> Stated problem
Please copy each of the entries below word for word, from the first line to the last.

(Location identification items)
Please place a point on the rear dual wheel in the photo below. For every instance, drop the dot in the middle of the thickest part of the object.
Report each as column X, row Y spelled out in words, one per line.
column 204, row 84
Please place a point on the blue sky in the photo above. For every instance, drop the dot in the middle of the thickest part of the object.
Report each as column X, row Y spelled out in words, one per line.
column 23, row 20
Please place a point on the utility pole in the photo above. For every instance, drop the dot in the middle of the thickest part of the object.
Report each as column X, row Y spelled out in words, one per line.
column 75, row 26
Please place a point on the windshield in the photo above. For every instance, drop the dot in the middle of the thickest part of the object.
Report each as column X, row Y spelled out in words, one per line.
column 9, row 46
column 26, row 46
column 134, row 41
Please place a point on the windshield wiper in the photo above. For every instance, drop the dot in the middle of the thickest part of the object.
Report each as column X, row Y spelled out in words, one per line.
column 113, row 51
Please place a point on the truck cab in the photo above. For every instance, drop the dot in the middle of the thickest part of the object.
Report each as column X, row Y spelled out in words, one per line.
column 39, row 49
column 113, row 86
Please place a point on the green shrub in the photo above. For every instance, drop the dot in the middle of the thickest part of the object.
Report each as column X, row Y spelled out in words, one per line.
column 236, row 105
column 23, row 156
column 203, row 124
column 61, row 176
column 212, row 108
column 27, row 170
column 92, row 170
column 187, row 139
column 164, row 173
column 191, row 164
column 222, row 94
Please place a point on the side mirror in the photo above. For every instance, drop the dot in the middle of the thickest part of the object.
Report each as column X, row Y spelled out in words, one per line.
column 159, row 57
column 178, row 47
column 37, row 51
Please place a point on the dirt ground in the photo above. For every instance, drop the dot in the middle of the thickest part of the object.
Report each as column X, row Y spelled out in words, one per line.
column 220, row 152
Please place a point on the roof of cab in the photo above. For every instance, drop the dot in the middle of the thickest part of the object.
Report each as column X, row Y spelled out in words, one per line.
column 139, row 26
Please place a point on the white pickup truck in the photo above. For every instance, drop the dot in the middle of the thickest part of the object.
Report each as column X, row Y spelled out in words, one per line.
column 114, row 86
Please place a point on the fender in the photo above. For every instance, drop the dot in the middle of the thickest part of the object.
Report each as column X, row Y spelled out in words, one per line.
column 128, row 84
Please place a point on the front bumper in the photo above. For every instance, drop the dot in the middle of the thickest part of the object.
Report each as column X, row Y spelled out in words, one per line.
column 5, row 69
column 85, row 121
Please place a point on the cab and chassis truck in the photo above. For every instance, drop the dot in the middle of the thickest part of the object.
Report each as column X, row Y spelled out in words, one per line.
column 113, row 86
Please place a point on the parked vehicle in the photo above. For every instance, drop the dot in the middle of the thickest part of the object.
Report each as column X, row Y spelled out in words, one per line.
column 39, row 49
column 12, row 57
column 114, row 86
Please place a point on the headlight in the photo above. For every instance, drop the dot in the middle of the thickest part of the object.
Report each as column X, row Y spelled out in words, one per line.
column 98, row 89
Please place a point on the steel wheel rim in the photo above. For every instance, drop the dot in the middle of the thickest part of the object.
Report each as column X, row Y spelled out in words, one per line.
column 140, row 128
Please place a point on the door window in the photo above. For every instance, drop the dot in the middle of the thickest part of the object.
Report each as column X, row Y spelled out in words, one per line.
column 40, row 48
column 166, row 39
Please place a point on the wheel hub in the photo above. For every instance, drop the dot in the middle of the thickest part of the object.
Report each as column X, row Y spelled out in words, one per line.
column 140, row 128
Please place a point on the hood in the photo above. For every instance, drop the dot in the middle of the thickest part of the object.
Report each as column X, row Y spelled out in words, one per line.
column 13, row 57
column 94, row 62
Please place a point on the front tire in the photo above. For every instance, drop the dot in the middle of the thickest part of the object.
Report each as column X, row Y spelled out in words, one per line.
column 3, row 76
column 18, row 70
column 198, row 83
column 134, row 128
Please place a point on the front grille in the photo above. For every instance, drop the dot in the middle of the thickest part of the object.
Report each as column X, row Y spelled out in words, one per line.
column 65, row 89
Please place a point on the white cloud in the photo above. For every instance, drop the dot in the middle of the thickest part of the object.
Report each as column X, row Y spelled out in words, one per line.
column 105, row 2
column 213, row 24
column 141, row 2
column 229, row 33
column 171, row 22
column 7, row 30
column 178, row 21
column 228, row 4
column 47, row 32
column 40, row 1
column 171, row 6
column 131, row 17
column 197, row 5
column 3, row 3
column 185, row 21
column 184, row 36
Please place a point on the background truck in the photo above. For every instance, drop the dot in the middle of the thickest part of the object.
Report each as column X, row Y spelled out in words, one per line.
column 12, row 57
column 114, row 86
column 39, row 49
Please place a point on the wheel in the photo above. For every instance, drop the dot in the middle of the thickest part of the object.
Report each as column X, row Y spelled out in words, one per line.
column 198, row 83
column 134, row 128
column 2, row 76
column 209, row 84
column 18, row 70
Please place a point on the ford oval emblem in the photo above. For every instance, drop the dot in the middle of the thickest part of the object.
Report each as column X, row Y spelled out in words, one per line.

> Response to this task
Please place a point on the rear dual wheel in the photo below. For every instance, drop the dot in the middle of the thickest part of the object.
Report each as column X, row Y spelled out in words, one per line.
column 204, row 84
Please place a point on the blue sky in the photo above. For every instance, drop the dot in the middle of the thickest part of the object.
Report each as column X, row Y spelled out in words, one per line.
column 23, row 20
Please place a point on the utility pole in the photo above. For every instance, drop the dot in the middle of the thickest part of the object.
Report each as column X, row Y spelled out in words, one per line.
column 75, row 26
Please place a point on the windshield in the photo above. For every instance, drop the dot in the middle of the thickest part of the object.
Report each as column X, row Y spelled out in words, one per line.
column 9, row 46
column 26, row 46
column 134, row 41
Please place a point on the windshield wiper in the photo above. For every instance, drop the dot in the middle of the thickest part of the object.
Report each as column X, row Y spelled out in words, one per line.
column 113, row 51
Please place a point on the truck cab in the photo above. For every instance, drop the dot in the middle of the thickest part of the object.
Report each as column X, row Y spelled out in words, one per line.
column 39, row 49
column 113, row 86
Please place a point on the green shrub in the photo above. For every instance, drop the dot in the middle of the thickest part of the object.
Report each as column X, row Y spelled out in words, one per line.
column 236, row 105
column 23, row 156
column 203, row 124
column 61, row 176
column 212, row 108
column 27, row 170
column 92, row 170
column 187, row 139
column 164, row 173
column 191, row 164
column 222, row 94
Please place a point on the side mirror in the photo above. For every instance, drop the dot in the middle of the thickest part of the object.
Report each as column X, row Y spelled out in words, one per line.
column 159, row 57
column 178, row 47
column 37, row 51
Please place a point on the dirt ground in the photo above. For every instance, drop the dot in the middle of the thickest part of the object.
Report each as column X, row Y spelled out in words, one per line.
column 220, row 152
Please place a point on the roof of cab in the photo above. For every instance, drop the dot in the middle of the thickest part of the object.
Report each as column X, row Y spelled out in words, one per line.
column 139, row 26
Please place a point on the white pickup truck in the photo above. For every instance, drop the dot in the middle of the thickest part of the object.
Report each as column X, row Y spelled out in words, one per line.
column 114, row 86
Please place a point on the fender in the photo above. For every instance, drop the dot in the middle of the thickest part of the object.
Report each as column X, row Y spelled out in words, one per line.
column 128, row 84
Please place a point on the front bumper in the photo above. For every instance, drop the dot in the middle of the thickest part of the object.
Report each as column X, row Y spelled out in words, one per line.
column 5, row 69
column 85, row 121
Please place a point on the cab and chassis truck in the photo above. For every instance, drop the dot in the middle of the thickest part of the object.
Report each as column X, row Y spelled out in words, one per line.
column 113, row 86
Please place a point on the parked vehicle in the photo above. For every instance, drop the dot in the middle of the thickest part of the object.
Report each as column X, row Y spelled out in words, one per line.
column 39, row 49
column 12, row 57
column 114, row 86
Please place a point on the headlight in the photo above. For every instance, drop the dot in the middle of the thickest part of the object.
Report each as column X, row Y spelled out in words, one per line.
column 98, row 89
Please place a point on the steel wheel rim in the photo above. For every instance, drop the dot in the middle of the thickest part of the object.
Report each as column X, row Y spelled out in words, one per line.
column 140, row 128
Please place a point on the door window in the photo above. For every instance, drop the dot in the middle of the thickest part of the object.
Report each as column X, row Y spelled out in words, one per line.
column 40, row 48
column 166, row 39
Please place a point on the wheel hub in the photo above. For every instance, drop the dot in the middle of the thickest part of the object.
Report each as column X, row Y spelled out in words, one per line.
column 140, row 128
Please place a point on the hood in the photo above. For every instance, drop the dot in the middle of the thickest part of the object.
Report each as column X, row Y spelled out in words, one per line.
column 13, row 57
column 94, row 62
Please place a point on the front tire in the photo above. For every instance, drop the dot in the middle of the thickest part of the object.
Report each as column X, row Y spelled out in words, one per line.
column 3, row 76
column 18, row 70
column 198, row 83
column 134, row 128
Please place a point on the front grille in the photo above. For every instance, drop the dot in the middle of the thickest part of the object.
Report each as column X, row Y spelled out in words, one per line.
column 65, row 89
Please place a point on the white cloud in the photo above. For every instance, drop the dot in the middle of the thickest part of the object.
Report each as column X, row Y spelled out in words, one per line.
column 105, row 2
column 213, row 24
column 141, row 2
column 229, row 33
column 171, row 22
column 7, row 30
column 178, row 21
column 228, row 4
column 47, row 32
column 40, row 1
column 171, row 6
column 131, row 17
column 197, row 5
column 3, row 3
column 185, row 21
column 184, row 36
Please place a point on the background truck in the photo above. For every instance, drop the dot in the middle of the thickest part of the object.
Report each as column X, row Y spelled out in words, one per line.
column 12, row 57
column 114, row 86
column 39, row 49
Please place a point on the wheel in the photo above. For every instance, drop the dot in the middle of the thickest part of the object.
Report each as column X, row Y spelled out in words, one per line.
column 198, row 83
column 134, row 128
column 2, row 76
column 209, row 84
column 18, row 70
Please place a point on the ford oval emblem in the photo above. For every instance, drop the dot in the middle of the thickest part of the object.
Report each as column X, row Y spelled out in words, one per line.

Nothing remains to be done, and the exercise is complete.